Pull out every line of the rows below that contains the string "positive", treating case as significant.

Data for this exercise ▸

▬▬▬▬▬▬

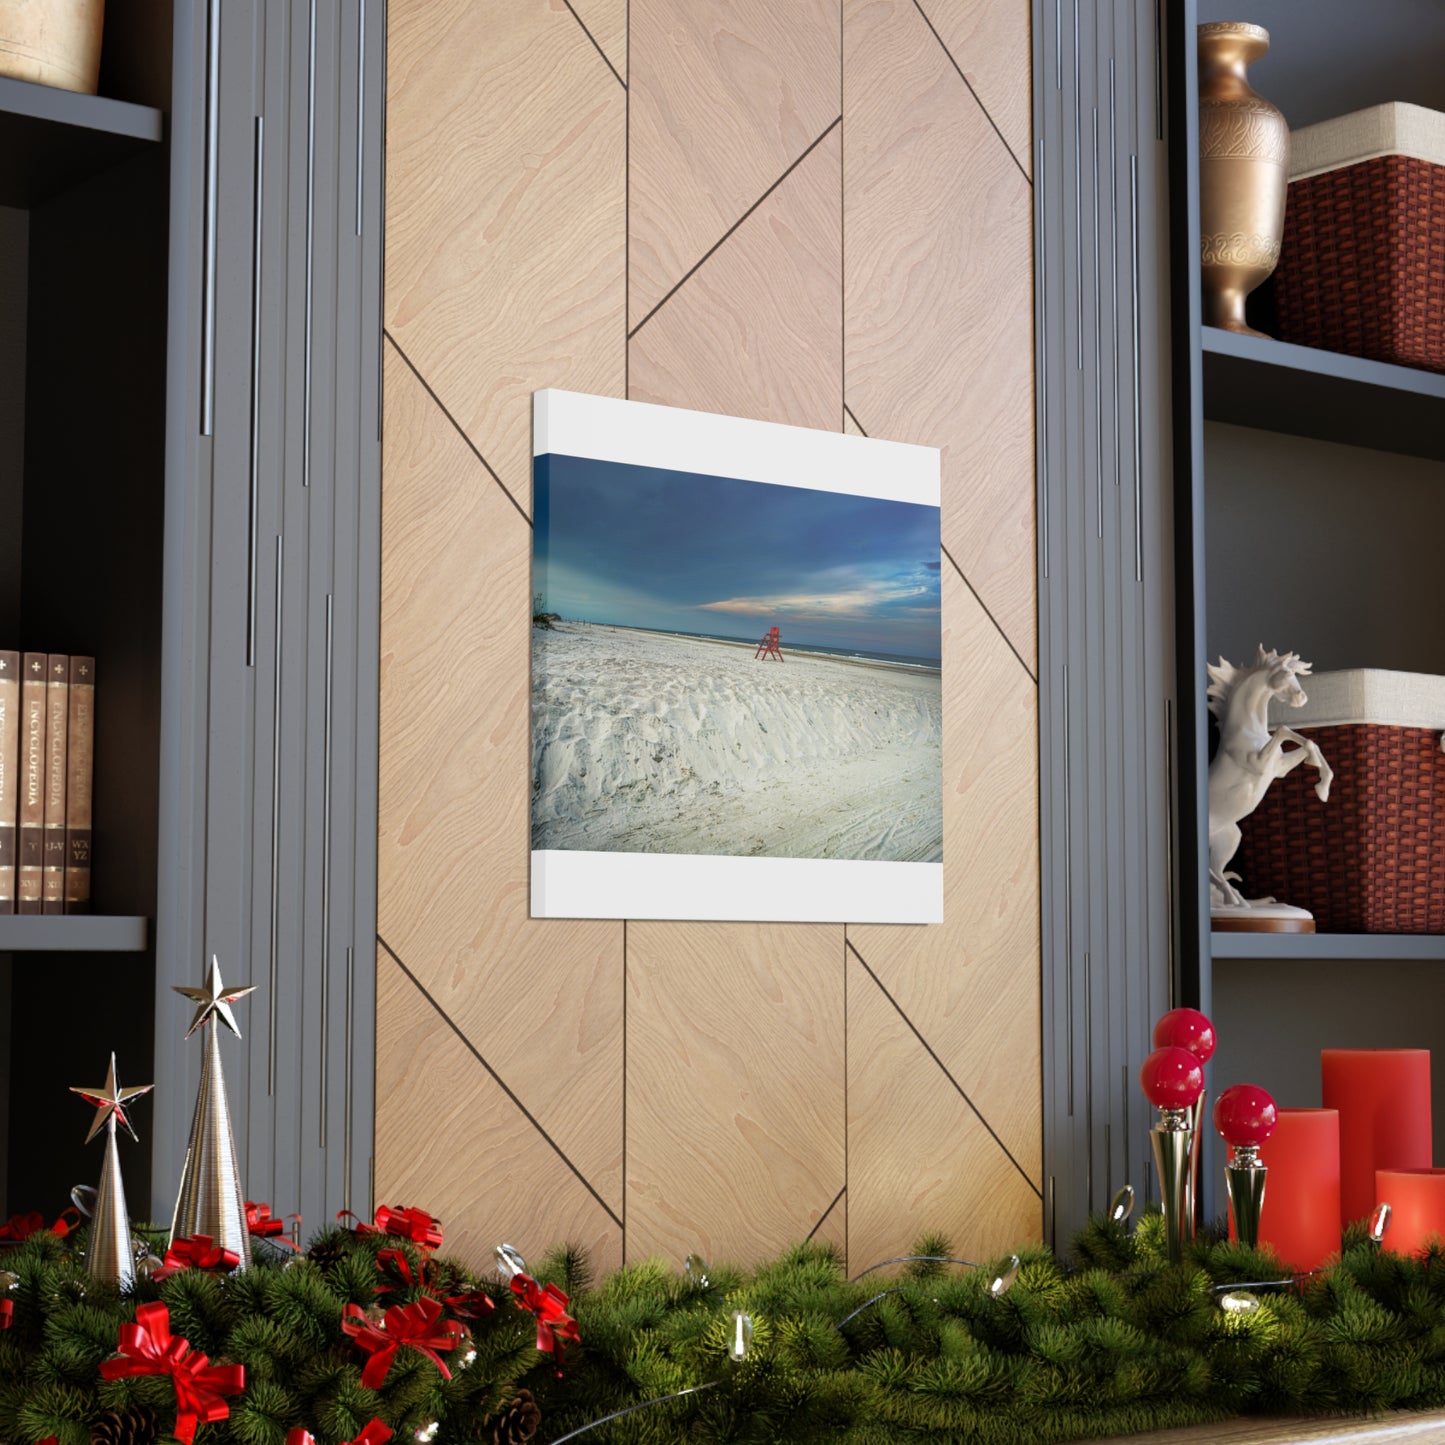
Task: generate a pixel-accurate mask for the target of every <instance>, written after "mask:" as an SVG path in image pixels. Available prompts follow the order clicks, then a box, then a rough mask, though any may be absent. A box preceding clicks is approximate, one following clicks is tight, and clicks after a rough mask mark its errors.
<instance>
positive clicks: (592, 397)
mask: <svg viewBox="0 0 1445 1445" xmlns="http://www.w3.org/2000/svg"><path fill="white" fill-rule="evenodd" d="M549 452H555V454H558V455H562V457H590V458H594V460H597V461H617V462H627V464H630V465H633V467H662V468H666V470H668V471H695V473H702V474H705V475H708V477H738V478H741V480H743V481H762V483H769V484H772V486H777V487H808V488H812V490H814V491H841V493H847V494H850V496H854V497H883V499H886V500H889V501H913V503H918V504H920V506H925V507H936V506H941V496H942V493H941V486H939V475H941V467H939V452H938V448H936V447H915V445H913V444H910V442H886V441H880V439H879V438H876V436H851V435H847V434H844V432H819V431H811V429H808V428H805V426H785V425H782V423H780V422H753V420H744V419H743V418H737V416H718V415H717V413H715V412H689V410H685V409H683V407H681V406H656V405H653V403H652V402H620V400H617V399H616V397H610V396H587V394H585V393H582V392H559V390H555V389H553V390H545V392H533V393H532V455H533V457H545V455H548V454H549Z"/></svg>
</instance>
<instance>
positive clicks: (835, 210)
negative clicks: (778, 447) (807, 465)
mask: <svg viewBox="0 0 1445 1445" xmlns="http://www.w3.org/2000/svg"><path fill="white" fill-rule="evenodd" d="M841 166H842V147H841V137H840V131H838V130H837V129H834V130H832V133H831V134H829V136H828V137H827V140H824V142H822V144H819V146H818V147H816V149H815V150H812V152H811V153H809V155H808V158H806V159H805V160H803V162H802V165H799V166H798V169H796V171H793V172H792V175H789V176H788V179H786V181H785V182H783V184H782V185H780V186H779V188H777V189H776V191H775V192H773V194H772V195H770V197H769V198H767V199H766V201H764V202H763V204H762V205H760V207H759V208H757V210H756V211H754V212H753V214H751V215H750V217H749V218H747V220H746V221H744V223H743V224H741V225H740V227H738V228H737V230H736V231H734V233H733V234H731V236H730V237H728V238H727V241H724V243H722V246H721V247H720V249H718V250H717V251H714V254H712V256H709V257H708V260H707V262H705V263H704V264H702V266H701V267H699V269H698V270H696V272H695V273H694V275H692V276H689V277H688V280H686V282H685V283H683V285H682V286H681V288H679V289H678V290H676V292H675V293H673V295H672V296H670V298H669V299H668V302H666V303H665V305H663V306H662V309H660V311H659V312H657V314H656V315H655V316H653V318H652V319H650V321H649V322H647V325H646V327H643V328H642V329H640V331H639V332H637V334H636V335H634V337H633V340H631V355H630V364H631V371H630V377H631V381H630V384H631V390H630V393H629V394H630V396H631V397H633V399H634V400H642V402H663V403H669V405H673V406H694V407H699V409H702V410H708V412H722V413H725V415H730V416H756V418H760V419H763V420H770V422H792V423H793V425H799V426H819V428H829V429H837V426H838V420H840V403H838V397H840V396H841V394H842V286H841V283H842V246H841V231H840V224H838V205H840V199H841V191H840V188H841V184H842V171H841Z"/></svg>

▬▬▬▬▬▬

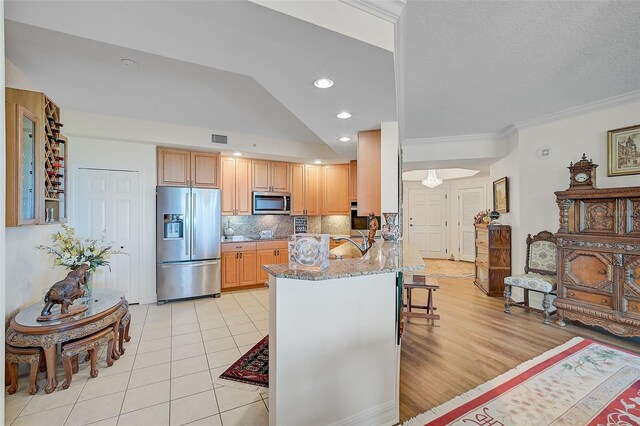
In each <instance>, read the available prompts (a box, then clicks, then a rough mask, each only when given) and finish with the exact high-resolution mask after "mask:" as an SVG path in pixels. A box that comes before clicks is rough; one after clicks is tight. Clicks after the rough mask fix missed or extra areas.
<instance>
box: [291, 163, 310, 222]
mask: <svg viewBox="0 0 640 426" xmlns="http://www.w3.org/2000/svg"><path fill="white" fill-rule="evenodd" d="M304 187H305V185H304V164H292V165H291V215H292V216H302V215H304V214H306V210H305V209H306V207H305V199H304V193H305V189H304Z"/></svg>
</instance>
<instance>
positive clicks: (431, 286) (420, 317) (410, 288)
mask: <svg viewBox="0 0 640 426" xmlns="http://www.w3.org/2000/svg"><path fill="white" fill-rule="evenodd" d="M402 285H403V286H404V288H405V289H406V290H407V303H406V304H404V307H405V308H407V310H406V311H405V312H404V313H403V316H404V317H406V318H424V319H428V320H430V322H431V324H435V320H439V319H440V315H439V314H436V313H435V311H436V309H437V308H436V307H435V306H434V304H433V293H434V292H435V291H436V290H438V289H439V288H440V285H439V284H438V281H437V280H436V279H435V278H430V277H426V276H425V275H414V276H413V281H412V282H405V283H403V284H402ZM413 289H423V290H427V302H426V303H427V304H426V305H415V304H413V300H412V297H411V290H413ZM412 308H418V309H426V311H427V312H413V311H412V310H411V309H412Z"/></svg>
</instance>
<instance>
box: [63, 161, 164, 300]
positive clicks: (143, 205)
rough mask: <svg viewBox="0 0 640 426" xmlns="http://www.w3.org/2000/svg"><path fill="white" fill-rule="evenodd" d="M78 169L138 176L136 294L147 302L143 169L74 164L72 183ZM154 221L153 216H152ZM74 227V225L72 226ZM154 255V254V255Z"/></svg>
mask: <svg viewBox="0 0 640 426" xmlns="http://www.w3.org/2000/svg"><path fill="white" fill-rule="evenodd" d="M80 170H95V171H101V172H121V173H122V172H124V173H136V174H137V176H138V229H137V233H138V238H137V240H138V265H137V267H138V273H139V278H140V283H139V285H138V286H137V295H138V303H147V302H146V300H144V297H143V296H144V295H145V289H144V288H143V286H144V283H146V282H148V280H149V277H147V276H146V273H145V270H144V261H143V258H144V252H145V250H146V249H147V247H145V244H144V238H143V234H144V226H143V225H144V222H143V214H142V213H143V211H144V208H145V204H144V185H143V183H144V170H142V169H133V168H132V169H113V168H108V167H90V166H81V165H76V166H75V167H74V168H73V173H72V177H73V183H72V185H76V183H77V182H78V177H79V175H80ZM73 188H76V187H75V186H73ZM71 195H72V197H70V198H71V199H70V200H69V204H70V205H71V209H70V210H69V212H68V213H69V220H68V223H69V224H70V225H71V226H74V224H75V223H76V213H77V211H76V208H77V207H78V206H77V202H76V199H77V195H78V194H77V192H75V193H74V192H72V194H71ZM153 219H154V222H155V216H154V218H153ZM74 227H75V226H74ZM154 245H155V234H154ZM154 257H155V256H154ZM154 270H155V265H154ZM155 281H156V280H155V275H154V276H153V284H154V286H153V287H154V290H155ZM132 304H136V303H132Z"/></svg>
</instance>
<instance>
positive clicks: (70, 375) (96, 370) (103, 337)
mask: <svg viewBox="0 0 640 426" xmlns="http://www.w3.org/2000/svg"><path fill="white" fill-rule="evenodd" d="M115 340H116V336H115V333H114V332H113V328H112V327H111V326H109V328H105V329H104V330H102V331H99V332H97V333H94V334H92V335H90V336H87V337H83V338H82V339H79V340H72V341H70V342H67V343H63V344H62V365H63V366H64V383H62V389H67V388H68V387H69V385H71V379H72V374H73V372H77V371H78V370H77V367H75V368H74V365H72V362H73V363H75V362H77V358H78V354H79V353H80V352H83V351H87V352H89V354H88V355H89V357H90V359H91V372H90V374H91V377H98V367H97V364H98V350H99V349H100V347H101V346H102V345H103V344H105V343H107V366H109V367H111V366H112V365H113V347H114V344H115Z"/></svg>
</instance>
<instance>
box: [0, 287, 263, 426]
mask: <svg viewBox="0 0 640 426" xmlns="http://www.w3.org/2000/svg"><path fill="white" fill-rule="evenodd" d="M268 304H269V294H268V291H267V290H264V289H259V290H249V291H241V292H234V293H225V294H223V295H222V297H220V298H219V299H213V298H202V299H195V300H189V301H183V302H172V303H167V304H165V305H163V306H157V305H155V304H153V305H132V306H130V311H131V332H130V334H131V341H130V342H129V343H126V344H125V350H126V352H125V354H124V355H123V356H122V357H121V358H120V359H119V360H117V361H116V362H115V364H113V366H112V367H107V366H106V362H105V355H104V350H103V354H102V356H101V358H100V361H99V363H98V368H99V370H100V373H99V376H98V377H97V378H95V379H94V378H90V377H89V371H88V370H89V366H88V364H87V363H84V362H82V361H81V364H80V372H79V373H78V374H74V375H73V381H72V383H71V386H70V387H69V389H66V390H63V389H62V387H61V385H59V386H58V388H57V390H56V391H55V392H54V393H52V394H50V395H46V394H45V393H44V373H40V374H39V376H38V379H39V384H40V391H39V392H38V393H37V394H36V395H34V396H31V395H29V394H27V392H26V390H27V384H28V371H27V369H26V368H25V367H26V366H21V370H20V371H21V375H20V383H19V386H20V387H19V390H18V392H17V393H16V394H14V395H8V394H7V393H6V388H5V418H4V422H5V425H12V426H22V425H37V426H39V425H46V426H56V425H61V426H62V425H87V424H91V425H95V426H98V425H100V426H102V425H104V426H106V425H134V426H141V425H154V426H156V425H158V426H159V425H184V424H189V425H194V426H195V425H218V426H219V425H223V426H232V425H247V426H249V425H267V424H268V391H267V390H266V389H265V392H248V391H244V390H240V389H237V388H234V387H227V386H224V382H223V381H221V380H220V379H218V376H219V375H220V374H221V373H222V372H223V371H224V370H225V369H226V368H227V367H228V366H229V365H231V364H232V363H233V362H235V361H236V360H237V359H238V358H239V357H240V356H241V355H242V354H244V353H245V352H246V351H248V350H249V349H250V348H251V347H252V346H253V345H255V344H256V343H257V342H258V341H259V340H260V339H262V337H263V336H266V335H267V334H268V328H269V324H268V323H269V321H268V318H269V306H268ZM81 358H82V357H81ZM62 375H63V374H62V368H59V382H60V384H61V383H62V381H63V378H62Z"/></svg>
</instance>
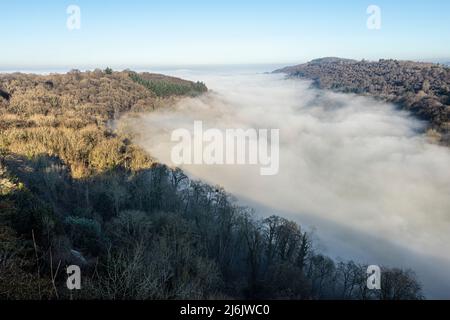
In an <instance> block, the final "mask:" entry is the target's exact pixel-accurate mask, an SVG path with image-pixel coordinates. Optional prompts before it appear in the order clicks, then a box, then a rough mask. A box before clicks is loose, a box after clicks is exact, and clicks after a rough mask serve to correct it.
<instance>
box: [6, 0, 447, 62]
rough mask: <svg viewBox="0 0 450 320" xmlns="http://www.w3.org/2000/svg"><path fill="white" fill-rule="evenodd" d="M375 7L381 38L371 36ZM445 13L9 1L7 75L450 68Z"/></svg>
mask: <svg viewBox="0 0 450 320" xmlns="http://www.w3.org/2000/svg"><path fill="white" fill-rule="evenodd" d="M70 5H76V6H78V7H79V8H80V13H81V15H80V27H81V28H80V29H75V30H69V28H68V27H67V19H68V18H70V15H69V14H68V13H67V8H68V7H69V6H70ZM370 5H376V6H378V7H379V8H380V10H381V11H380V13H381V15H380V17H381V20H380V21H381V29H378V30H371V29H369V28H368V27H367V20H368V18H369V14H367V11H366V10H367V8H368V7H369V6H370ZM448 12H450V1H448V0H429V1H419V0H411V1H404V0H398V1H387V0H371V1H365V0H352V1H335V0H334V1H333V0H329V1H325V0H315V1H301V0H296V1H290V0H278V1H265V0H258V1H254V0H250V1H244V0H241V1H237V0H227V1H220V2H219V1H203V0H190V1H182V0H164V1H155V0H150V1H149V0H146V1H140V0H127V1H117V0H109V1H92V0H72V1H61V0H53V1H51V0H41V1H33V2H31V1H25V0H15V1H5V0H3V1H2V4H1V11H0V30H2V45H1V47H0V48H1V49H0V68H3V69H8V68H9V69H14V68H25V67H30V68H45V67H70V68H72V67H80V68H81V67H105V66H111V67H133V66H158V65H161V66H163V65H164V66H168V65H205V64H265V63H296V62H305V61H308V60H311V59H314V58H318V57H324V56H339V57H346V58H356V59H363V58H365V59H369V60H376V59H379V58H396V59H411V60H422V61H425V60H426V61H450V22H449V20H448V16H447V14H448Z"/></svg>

▬▬▬▬▬▬

Your solution ▸
positive clicks: (592, 397)
positive clicks: (835, 210)
positive clicks: (431, 286) (420, 317) (410, 288)
positive clicks: (143, 205)
positive clicks: (70, 375) (96, 370) (103, 337)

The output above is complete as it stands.